═════ Texto do documento ═════

A Convidada Escolhe: "O Que o Dia Deve à Noite"

É um romance pungente. Passa-se na Argélia colonizada, num ambiente habitado por pessoas tristes, oprimidas e desamparadas, em que a vida de Younes/Jonas e da sua família é marcada pelo peso da fatalidade e de um destino inelutável e de sujeição aos desígnios de um deus. A partida da aldeia para a cidade de Orão é o primeiro confronto com um mundo totalmente desconhecido, não só pelas construções modernas e requintadas dos bairros ricos, habitados por uma elite essencialmente europeia, mas também pelos padrões de vida em que as mulheres não usavam véu, ao invés daquilo a que estava habituado na sua aldeia recôndita, onde as mulheres se deviam afastar e esconder-se quando algum homem se aproximava de casa. Mas também a cidade rica tem o seu reverso: os bairros miseráveis que iam crescendo com os que fugiam da pobreza em busca de uma ilusória vida melhor. Foi para aí que a família de Younes foi viver na busca da dignidade, mas mais uma vez, é a "selva" e a lei do mais forte que se impõem ao quotidiano do jovem muçulmano. Só a solidariedade natural entre as mulheres que habitam aquele bairro miserável consegue gerar alguma humanidade no quotidiano deprimente e hostil em que se movem.

A separação dos pais é a resposta que o pai de Younes encontra para dar algum futuro ao filho. A mudança para casa de um tio farmacêutico, ligado a círculos da intelectualidade política nacionalista é um choque, pois é um corte afectivo doloroso, apesar do amor que os tios lhe dispensam, tratando-o como um filho. Já aquando da saída da aldeia, Younes tinha sido obrigado a deixar para trás o seu cão, seu único amigo e confidente e agora era dos pais e da irmã que se via privado.

═════ Lista de registos ═════

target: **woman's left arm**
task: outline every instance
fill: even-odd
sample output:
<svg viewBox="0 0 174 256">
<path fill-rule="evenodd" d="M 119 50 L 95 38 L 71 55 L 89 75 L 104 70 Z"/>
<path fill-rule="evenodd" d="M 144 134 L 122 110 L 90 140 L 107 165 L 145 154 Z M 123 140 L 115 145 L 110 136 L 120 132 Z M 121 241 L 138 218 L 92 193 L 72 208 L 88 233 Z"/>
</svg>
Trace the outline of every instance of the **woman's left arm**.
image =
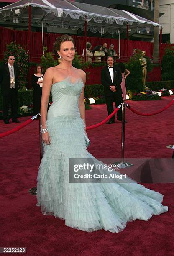
<svg viewBox="0 0 174 256">
<path fill-rule="evenodd" d="M 129 70 L 128 70 L 128 69 L 125 69 L 125 71 L 126 72 L 127 74 L 125 75 L 125 76 L 124 78 L 125 79 L 126 79 L 127 77 L 130 74 L 130 72 L 129 71 Z"/>
<path fill-rule="evenodd" d="M 83 71 L 82 78 L 83 79 L 84 86 L 82 91 L 81 94 L 79 98 L 79 110 L 80 110 L 80 117 L 84 121 L 85 124 L 85 106 L 84 102 L 84 91 L 86 83 L 86 73 Z"/>
</svg>

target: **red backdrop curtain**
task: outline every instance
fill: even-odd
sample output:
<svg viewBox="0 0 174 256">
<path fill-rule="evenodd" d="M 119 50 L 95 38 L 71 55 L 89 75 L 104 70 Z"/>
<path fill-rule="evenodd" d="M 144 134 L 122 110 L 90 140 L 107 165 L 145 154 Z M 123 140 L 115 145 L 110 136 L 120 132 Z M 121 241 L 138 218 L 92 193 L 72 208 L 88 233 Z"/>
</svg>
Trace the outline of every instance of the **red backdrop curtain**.
<svg viewBox="0 0 174 256">
<path fill-rule="evenodd" d="M 44 33 L 44 45 L 48 48 L 48 51 L 51 52 L 53 49 L 53 43 L 56 38 L 60 36 L 59 34 Z M 16 41 L 18 44 L 21 45 L 27 46 L 28 41 L 28 31 L 20 31 L 12 30 L 0 27 L 0 36 L 1 44 L 0 44 L 0 54 L 3 54 L 3 52 L 6 49 L 6 45 L 12 41 Z M 83 49 L 85 44 L 84 36 L 73 36 L 75 40 L 75 46 L 77 53 L 82 55 Z M 108 47 L 111 44 L 114 45 L 114 48 L 117 52 L 118 52 L 118 40 L 103 38 L 97 37 L 87 37 L 87 41 L 90 42 L 92 48 L 99 44 L 102 45 L 104 43 L 107 44 Z M 159 49 L 159 57 L 162 57 L 164 49 L 166 44 L 160 44 Z M 174 44 L 173 44 L 174 45 Z M 128 52 L 129 56 L 130 56 L 133 49 L 137 48 L 141 51 L 145 51 L 147 56 L 150 58 L 152 57 L 153 43 L 143 41 L 133 41 L 129 40 L 128 45 Z M 126 56 L 127 55 L 127 40 L 120 40 L 120 55 Z M 31 32 L 31 51 L 32 54 L 41 54 L 42 53 L 42 36 L 40 32 Z"/>
</svg>

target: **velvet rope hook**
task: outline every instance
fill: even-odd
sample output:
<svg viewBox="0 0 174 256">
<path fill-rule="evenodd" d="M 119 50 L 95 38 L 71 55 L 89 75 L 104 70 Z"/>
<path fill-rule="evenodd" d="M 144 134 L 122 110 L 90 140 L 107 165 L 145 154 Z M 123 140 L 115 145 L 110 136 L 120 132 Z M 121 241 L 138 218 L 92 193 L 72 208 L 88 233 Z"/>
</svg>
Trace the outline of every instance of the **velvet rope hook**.
<svg viewBox="0 0 174 256">
<path fill-rule="evenodd" d="M 108 121 L 109 120 L 110 118 L 113 116 L 113 115 L 117 112 L 117 111 L 119 110 L 119 108 L 120 108 L 120 107 L 121 105 L 119 105 L 119 106 L 118 106 L 117 108 L 115 108 L 115 109 L 113 111 L 113 112 L 111 113 L 110 115 L 108 115 L 108 116 L 106 118 L 105 118 L 104 120 L 102 121 L 102 122 L 100 122 L 100 123 L 97 123 L 95 125 L 91 125 L 91 126 L 88 126 L 88 127 L 87 127 L 87 130 L 90 130 L 91 129 L 94 129 L 94 128 L 96 128 L 97 127 L 98 127 L 99 126 L 100 126 L 100 125 L 102 125 L 106 123 L 107 121 Z"/>
<path fill-rule="evenodd" d="M 143 116 L 150 116 L 151 115 L 156 115 L 157 114 L 159 114 L 159 113 L 161 113 L 161 112 L 162 112 L 162 111 L 164 111 L 165 110 L 167 109 L 168 108 L 170 107 L 174 103 L 174 99 L 169 103 L 168 105 L 167 105 L 167 106 L 166 106 L 166 107 L 165 107 L 165 108 L 161 108 L 161 109 L 160 109 L 159 110 L 155 111 L 155 112 L 153 112 L 153 113 L 151 113 L 151 113 L 148 114 L 148 113 L 141 113 L 141 112 L 139 112 L 139 111 L 137 111 L 137 110 L 134 109 L 131 107 L 130 107 L 130 106 L 128 104 L 126 104 L 126 107 L 128 108 L 128 109 L 129 109 L 130 110 L 131 110 L 131 111 L 132 111 L 135 114 L 137 114 L 137 115 L 143 115 Z"/>
<path fill-rule="evenodd" d="M 5 136 L 7 136 L 7 135 L 9 135 L 10 134 L 11 134 L 11 133 L 13 133 L 19 130 L 20 130 L 25 126 L 26 126 L 28 124 L 33 122 L 33 121 L 36 118 L 36 115 L 34 115 L 33 117 L 30 118 L 24 123 L 22 123 L 20 125 L 18 125 L 17 127 L 14 128 L 14 129 L 12 129 L 12 130 L 10 130 L 10 131 L 8 131 L 7 132 L 5 132 L 5 133 L 2 133 L 0 134 L 0 138 L 3 138 L 3 137 L 5 137 Z"/>
</svg>

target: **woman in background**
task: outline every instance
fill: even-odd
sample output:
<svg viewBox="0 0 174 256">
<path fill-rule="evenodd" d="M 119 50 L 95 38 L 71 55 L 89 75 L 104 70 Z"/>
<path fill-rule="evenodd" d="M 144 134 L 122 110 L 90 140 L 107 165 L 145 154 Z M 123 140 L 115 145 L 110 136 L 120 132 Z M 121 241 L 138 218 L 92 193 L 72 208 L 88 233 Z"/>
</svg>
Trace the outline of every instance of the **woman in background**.
<svg viewBox="0 0 174 256">
<path fill-rule="evenodd" d="M 32 77 L 32 86 L 33 91 L 33 114 L 36 115 L 40 113 L 43 80 L 42 68 L 40 64 L 35 67 L 34 74 Z"/>
<path fill-rule="evenodd" d="M 122 82 L 121 84 L 121 87 L 122 90 L 123 99 L 123 102 L 125 102 L 126 100 L 126 88 L 125 87 L 125 79 L 126 79 L 127 77 L 130 74 L 130 72 L 125 68 L 125 65 L 123 62 L 119 62 L 118 67 L 120 69 L 122 75 Z M 125 73 L 126 73 L 126 75 L 125 75 Z"/>
<path fill-rule="evenodd" d="M 101 62 L 101 57 L 105 56 L 105 53 L 102 51 L 102 46 L 98 46 L 95 50 L 94 54 L 94 56 L 95 56 L 95 62 Z"/>
<path fill-rule="evenodd" d="M 84 60 L 86 59 L 86 61 L 92 62 L 93 54 L 91 51 L 92 45 L 90 42 L 87 42 L 86 46 L 86 58 L 84 58 L 84 48 L 83 50 L 82 55 L 84 56 Z"/>
</svg>

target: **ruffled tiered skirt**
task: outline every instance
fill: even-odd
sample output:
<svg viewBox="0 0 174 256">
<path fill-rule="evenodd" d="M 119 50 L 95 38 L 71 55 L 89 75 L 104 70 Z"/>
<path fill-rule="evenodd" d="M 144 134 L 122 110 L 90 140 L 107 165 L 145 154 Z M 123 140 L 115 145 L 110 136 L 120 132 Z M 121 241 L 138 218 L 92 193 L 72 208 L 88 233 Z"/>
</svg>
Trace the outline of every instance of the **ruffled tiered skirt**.
<svg viewBox="0 0 174 256">
<path fill-rule="evenodd" d="M 85 146 L 84 125 L 78 117 L 57 117 L 47 125 L 51 144 L 45 145 L 37 177 L 38 203 L 42 213 L 65 220 L 73 228 L 119 232 L 126 222 L 148 220 L 168 211 L 163 195 L 136 182 L 69 183 L 69 158 L 93 158 Z M 97 161 L 97 159 L 95 159 Z"/>
</svg>

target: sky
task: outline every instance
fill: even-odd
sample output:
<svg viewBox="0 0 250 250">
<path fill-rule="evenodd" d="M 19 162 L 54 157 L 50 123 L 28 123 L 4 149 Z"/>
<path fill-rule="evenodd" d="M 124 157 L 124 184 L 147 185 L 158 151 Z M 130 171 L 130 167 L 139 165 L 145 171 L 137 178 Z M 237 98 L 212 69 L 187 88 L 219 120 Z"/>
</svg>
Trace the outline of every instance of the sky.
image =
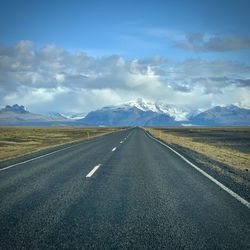
<svg viewBox="0 0 250 250">
<path fill-rule="evenodd" d="M 0 106 L 250 108 L 248 0 L 1 0 Z"/>
</svg>

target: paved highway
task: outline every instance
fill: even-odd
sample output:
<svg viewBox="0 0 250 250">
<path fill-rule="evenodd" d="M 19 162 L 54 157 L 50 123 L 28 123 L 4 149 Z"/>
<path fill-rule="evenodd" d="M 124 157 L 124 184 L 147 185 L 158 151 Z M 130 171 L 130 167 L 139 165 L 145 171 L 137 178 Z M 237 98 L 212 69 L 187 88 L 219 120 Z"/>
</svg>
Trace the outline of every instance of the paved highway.
<svg viewBox="0 0 250 250">
<path fill-rule="evenodd" d="M 140 128 L 0 171 L 1 249 L 250 249 L 249 211 Z"/>
</svg>

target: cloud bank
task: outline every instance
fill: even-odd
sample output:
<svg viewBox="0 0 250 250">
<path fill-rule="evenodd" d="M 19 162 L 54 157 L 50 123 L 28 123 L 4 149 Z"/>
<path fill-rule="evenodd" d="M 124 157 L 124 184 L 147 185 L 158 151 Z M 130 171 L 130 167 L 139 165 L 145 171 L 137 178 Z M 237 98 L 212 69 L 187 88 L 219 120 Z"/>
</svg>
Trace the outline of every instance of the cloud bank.
<svg viewBox="0 0 250 250">
<path fill-rule="evenodd" d="M 197 41 L 216 47 L 211 45 L 215 40 L 204 43 L 197 34 L 188 38 L 191 44 Z M 31 41 L 0 46 L 1 106 L 18 103 L 34 112 L 83 113 L 140 97 L 202 108 L 231 103 L 250 107 L 249 96 L 250 66 L 239 62 L 93 57 L 53 44 L 36 49 Z"/>
<path fill-rule="evenodd" d="M 250 49 L 249 37 L 205 36 L 201 33 L 190 33 L 186 38 L 175 42 L 174 47 L 196 52 L 226 52 Z"/>
</svg>

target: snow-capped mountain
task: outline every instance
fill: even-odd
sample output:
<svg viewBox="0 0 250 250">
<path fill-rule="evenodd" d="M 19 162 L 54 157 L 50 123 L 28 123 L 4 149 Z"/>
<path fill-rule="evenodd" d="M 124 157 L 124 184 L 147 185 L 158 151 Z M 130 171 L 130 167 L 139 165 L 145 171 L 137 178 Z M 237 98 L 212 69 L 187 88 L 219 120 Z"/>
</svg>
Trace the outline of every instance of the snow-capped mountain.
<svg viewBox="0 0 250 250">
<path fill-rule="evenodd" d="M 186 121 L 190 115 L 196 114 L 198 111 L 191 108 L 182 108 L 176 105 L 164 104 L 164 103 L 154 103 L 150 101 L 145 101 L 141 98 L 129 101 L 127 103 L 118 106 L 105 107 L 109 109 L 130 109 L 137 108 L 144 112 L 151 111 L 158 114 L 166 114 L 173 117 L 175 121 Z"/>
<path fill-rule="evenodd" d="M 83 126 L 250 126 L 250 109 L 236 105 L 216 106 L 201 112 L 142 99 L 103 107 L 86 116 L 30 113 L 24 106 L 7 105 L 0 110 L 0 125 Z"/>
</svg>

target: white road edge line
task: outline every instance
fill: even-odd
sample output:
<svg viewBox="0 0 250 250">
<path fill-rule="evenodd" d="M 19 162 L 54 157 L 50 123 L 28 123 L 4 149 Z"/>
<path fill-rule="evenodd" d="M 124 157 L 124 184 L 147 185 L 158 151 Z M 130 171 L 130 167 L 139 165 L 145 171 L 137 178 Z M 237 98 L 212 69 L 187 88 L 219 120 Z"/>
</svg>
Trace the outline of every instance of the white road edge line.
<svg viewBox="0 0 250 250">
<path fill-rule="evenodd" d="M 89 178 L 91 177 L 95 171 L 101 166 L 101 164 L 98 164 L 97 166 L 95 166 L 87 175 L 86 175 L 86 178 Z"/>
<path fill-rule="evenodd" d="M 49 155 L 53 155 L 53 154 L 55 154 L 55 153 L 64 151 L 64 150 L 69 149 L 69 148 L 76 147 L 76 146 L 78 146 L 78 145 L 79 145 L 79 144 L 75 144 L 75 145 L 72 145 L 72 146 L 69 146 L 69 147 L 66 147 L 66 148 L 58 149 L 58 150 L 55 150 L 55 151 L 53 151 L 53 152 L 50 152 L 50 153 L 47 153 L 47 154 L 44 154 L 44 155 L 40 155 L 40 156 L 37 156 L 37 157 L 34 157 L 34 158 L 31 158 L 31 159 L 26 160 L 26 161 L 22 161 L 22 162 L 15 163 L 15 164 L 10 165 L 10 166 L 8 166 L 8 167 L 1 168 L 1 169 L 0 169 L 0 172 L 1 172 L 1 171 L 4 171 L 4 170 L 6 170 L 6 169 L 13 168 L 13 167 L 16 167 L 16 166 L 18 166 L 18 165 L 24 164 L 24 163 L 28 163 L 28 162 L 31 162 L 31 161 L 34 161 L 34 160 L 37 160 L 37 159 L 40 159 L 40 158 L 43 158 L 43 157 L 46 157 L 46 156 L 49 156 Z"/>
<path fill-rule="evenodd" d="M 197 167 L 195 164 L 193 164 L 192 162 L 190 162 L 187 158 L 185 158 L 183 155 L 181 155 L 180 153 L 178 153 L 177 151 L 175 151 L 174 149 L 172 149 L 170 146 L 168 146 L 167 144 L 165 144 L 165 143 L 161 142 L 160 140 L 156 139 L 155 137 L 153 137 L 152 135 L 150 135 L 147 131 L 145 131 L 145 132 L 153 140 L 159 142 L 163 146 L 165 146 L 168 149 L 170 149 L 172 152 L 174 152 L 180 158 L 182 158 L 185 162 L 187 162 L 190 166 L 192 166 L 193 168 L 195 168 L 197 171 L 199 171 L 201 174 L 203 174 L 204 176 L 206 176 L 213 183 L 215 183 L 216 185 L 218 185 L 220 188 L 222 188 L 224 191 L 226 191 L 228 194 L 230 194 L 232 197 L 234 197 L 236 200 L 238 200 L 239 202 L 241 202 L 243 205 L 245 205 L 247 208 L 250 209 L 250 203 L 247 200 L 245 200 L 244 198 L 242 198 L 241 196 L 239 196 L 238 194 L 236 194 L 234 191 L 232 191 L 231 189 L 229 189 L 228 187 L 226 187 L 225 185 L 223 185 L 222 183 L 220 183 L 219 181 L 217 181 L 211 175 L 207 174 L 205 171 L 203 171 L 202 169 L 200 169 L 199 167 Z"/>
</svg>

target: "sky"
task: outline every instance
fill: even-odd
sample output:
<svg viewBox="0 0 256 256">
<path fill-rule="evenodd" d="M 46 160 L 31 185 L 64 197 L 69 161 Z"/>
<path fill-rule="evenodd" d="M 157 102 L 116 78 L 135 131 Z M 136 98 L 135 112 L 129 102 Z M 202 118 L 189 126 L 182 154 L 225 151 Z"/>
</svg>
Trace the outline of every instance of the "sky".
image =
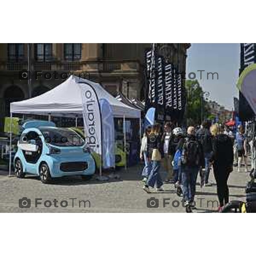
<svg viewBox="0 0 256 256">
<path fill-rule="evenodd" d="M 233 108 L 233 97 L 238 96 L 236 84 L 240 62 L 239 44 L 192 44 L 188 49 L 186 76 L 194 72 L 205 91 L 209 93 L 209 99 L 215 100 L 227 109 Z M 202 72 L 201 79 L 198 70 Z M 217 72 L 213 80 L 207 73 Z"/>
</svg>

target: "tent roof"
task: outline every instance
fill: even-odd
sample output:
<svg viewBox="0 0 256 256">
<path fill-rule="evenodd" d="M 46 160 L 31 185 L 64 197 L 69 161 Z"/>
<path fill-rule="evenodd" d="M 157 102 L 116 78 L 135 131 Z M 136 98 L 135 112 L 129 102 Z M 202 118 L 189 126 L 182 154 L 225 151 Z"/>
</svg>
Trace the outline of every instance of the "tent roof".
<svg viewBox="0 0 256 256">
<path fill-rule="evenodd" d="M 112 108 L 115 117 L 139 118 L 140 111 L 119 102 L 100 84 L 70 76 L 62 83 L 39 96 L 11 103 L 11 113 L 52 116 L 82 116 L 82 99 L 79 84 L 86 83 L 95 90 L 99 100 L 105 99 Z"/>
</svg>

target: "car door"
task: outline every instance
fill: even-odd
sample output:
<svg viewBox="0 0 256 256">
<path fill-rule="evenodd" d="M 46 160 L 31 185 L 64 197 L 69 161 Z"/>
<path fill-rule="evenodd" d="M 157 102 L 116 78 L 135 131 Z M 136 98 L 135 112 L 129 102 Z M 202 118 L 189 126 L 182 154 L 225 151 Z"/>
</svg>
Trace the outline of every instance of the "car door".
<svg viewBox="0 0 256 256">
<path fill-rule="evenodd" d="M 28 143 L 22 148 L 26 161 L 26 171 L 30 173 L 37 173 L 36 164 L 42 154 L 42 143 L 37 132 L 32 131 L 26 135 Z"/>
</svg>

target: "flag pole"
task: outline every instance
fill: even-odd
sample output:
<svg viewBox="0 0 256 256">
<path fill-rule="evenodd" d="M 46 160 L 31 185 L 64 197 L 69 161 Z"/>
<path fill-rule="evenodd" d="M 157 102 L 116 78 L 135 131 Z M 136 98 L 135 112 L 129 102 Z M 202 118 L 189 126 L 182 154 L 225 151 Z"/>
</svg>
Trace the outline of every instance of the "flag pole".
<svg viewBox="0 0 256 256">
<path fill-rule="evenodd" d="M 11 177 L 11 171 L 12 169 L 12 113 L 11 112 L 10 117 L 11 118 L 10 128 L 10 149 L 9 150 L 9 177 Z"/>
<path fill-rule="evenodd" d="M 126 159 L 126 132 L 125 131 L 125 116 L 124 115 L 124 120 L 123 120 L 123 129 L 124 132 L 124 151 L 125 152 L 125 170 L 127 169 L 127 162 Z"/>
</svg>

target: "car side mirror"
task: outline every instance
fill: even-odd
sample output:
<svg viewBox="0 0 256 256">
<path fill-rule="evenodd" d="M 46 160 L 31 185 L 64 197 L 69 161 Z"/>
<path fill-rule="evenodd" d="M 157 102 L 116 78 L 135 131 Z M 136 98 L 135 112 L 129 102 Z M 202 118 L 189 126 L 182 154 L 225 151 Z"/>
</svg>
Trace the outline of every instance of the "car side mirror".
<svg viewBox="0 0 256 256">
<path fill-rule="evenodd" d="M 35 140 L 30 140 L 30 144 L 32 145 L 35 145 L 36 144 Z"/>
</svg>

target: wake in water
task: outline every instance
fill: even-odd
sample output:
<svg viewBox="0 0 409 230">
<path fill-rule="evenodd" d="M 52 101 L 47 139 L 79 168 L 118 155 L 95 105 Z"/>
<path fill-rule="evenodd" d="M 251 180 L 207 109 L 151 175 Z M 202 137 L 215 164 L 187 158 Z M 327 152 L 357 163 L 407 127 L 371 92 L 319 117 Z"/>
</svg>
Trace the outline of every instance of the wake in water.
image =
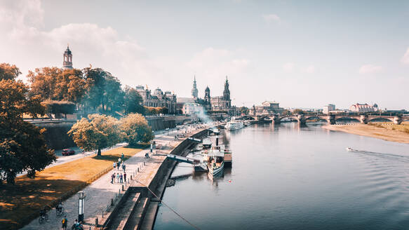
<svg viewBox="0 0 409 230">
<path fill-rule="evenodd" d="M 398 154 L 394 154 L 377 153 L 377 152 L 370 151 L 354 149 L 351 147 L 347 148 L 347 151 L 354 152 L 354 153 L 382 157 L 382 158 L 392 158 L 394 159 L 400 159 L 400 160 L 403 160 L 405 161 L 409 162 L 409 156 L 403 156 L 403 155 L 398 155 Z"/>
</svg>

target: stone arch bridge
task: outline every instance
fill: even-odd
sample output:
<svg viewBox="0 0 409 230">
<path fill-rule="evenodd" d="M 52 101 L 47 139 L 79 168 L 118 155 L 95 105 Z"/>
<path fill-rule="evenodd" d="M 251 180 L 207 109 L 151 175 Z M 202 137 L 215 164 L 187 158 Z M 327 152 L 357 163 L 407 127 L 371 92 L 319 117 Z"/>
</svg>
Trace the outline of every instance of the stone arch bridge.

═════

» Instruções de trabalho
a) Segundo o texto sobre o romance, o que Younes foi obrigado a deixar para trás quando saiu da aldeia?
b) Duplique as linhas dos registos que começam na linha que contém "target: stone arch bridge" e seguem até ao fim dos registos, incluindo ambas as extremidades.

» Respostas
a) O seu cão, o seu único amigo e confidente.

b)
target: stone arch bridge
task: outline every instance
fill: even-odd
sample output:
<svg viewBox="0 0 409 230">
<path fill-rule="evenodd" d="M 52 101 L 47 139 L 79 168 L 118 155 L 95 105 Z"/>
<path fill-rule="evenodd" d="M 251 180 L 207 109 L 151 175 Z M 202 137 L 215 164 L 187 158 Z M 327 152 L 357 163 L 407 127 L 371 92 L 319 117 Z"/>
</svg>
Trace the outline of every instance of the stone arch bridge.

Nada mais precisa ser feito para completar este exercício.